-- Task description --
From the line bearing "Task: give one point on each instance of the dome" down to the final line of the records below, give every line again exactly and add nothing.

[Natural language region descriptions]
%%

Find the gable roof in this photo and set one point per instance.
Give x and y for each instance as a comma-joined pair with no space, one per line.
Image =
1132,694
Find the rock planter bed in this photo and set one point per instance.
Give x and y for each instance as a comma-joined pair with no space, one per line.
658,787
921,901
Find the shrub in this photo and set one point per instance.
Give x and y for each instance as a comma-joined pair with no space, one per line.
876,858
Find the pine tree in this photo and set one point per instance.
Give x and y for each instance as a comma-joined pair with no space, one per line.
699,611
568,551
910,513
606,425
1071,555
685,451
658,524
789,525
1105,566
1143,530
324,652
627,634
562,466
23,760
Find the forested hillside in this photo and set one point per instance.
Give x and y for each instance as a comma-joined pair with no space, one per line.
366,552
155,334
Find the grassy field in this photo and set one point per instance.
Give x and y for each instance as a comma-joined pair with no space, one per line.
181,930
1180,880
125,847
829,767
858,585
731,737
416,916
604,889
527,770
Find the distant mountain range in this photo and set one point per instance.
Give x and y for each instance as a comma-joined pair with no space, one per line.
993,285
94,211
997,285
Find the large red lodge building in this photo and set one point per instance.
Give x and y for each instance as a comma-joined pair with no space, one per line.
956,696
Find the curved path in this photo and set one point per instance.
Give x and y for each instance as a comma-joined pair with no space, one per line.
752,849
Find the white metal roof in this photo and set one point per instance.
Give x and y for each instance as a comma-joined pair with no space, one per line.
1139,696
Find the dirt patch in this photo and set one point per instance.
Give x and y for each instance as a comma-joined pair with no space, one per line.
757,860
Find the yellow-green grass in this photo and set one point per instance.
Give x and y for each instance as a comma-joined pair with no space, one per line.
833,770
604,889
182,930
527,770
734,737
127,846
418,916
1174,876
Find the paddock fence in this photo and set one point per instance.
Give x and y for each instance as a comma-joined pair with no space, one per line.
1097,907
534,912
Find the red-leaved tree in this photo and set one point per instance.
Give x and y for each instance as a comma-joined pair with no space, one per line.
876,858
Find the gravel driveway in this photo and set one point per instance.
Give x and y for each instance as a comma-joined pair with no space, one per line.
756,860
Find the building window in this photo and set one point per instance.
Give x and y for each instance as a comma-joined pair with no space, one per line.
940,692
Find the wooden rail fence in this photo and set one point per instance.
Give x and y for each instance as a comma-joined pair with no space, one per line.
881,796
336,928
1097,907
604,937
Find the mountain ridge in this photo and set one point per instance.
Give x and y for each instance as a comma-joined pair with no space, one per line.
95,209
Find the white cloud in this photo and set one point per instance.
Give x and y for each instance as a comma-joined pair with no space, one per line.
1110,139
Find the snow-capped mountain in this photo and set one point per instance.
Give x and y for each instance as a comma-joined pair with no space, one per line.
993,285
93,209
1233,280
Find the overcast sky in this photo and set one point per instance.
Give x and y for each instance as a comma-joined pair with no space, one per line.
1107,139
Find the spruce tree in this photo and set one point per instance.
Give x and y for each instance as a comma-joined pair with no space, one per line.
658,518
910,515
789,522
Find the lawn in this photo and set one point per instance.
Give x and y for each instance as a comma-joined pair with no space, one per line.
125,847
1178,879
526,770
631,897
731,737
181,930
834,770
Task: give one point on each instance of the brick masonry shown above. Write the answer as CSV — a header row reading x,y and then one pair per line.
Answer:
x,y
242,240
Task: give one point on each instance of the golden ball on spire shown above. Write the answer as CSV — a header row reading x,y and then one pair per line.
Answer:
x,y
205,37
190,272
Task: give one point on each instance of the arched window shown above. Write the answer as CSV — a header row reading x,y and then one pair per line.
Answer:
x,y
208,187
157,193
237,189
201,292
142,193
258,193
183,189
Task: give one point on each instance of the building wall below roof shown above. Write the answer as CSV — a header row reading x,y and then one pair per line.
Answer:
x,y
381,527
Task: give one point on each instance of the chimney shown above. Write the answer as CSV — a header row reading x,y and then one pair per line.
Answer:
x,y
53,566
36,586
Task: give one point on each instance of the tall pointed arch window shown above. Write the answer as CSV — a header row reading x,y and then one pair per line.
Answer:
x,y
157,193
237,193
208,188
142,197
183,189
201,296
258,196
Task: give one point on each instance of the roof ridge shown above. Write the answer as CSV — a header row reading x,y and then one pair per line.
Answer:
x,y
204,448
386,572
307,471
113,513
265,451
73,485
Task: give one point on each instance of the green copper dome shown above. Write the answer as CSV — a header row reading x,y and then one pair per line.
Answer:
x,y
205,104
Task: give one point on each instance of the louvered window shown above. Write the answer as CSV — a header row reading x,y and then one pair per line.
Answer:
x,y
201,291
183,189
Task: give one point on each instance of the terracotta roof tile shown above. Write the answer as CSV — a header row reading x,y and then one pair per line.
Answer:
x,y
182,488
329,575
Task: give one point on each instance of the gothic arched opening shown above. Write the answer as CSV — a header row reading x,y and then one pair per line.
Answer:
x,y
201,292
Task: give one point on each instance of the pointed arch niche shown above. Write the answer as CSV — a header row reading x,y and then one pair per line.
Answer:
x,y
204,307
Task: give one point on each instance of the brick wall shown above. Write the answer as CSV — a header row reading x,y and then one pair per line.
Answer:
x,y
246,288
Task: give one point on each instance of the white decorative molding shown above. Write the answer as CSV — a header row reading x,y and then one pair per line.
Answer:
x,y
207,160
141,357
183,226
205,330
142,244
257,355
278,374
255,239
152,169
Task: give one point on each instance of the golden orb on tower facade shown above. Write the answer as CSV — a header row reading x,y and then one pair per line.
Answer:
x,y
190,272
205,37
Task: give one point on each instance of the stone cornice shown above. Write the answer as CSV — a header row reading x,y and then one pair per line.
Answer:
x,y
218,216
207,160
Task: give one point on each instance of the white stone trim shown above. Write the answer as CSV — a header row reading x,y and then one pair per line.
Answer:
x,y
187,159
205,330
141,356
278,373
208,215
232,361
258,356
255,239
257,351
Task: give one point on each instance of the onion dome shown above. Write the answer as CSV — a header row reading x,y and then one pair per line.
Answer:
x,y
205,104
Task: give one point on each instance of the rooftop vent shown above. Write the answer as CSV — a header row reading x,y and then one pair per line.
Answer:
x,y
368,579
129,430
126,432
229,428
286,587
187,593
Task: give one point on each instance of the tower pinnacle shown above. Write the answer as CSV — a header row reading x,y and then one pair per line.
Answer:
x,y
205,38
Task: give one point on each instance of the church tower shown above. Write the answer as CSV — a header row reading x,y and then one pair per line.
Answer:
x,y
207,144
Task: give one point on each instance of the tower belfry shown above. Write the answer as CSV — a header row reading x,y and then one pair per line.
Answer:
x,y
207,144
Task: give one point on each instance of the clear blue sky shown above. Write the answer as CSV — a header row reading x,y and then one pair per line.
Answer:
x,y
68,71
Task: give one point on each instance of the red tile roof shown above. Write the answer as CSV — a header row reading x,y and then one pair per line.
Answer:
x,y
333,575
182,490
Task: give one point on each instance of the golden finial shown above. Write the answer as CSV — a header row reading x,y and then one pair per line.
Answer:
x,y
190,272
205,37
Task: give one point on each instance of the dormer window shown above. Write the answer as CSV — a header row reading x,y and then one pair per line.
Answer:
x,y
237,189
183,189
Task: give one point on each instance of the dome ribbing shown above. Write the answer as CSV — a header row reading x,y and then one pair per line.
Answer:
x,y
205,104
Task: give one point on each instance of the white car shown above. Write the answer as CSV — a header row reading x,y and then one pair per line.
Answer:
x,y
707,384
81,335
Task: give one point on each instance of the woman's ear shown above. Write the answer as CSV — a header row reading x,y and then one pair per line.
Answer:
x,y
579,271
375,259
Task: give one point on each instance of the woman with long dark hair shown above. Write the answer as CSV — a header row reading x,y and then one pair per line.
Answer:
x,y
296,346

%%

-- The completed task --
Task: give one point on each instance of the dome ribbing shown above. Write the answer as CSV — a header row reading x,y and then one pair per line.
Answer:
x,y
205,104
Task: give one point on each instance of the white car shown above. Write the answer as CSV — a header row reading x,y and then one pair per line.
Answer:
x,y
707,384
81,335
Task: give one point on each instance of the woman's ear shown above. Write the answer as CSV — a header row reading x,y and then one pair per line.
Answer:
x,y
579,271
375,259
Task: give one point on each instance of the woman with long dark hair shown above. Write the answer as CSV — a header row reading x,y and then one pair per line.
Answer:
x,y
296,346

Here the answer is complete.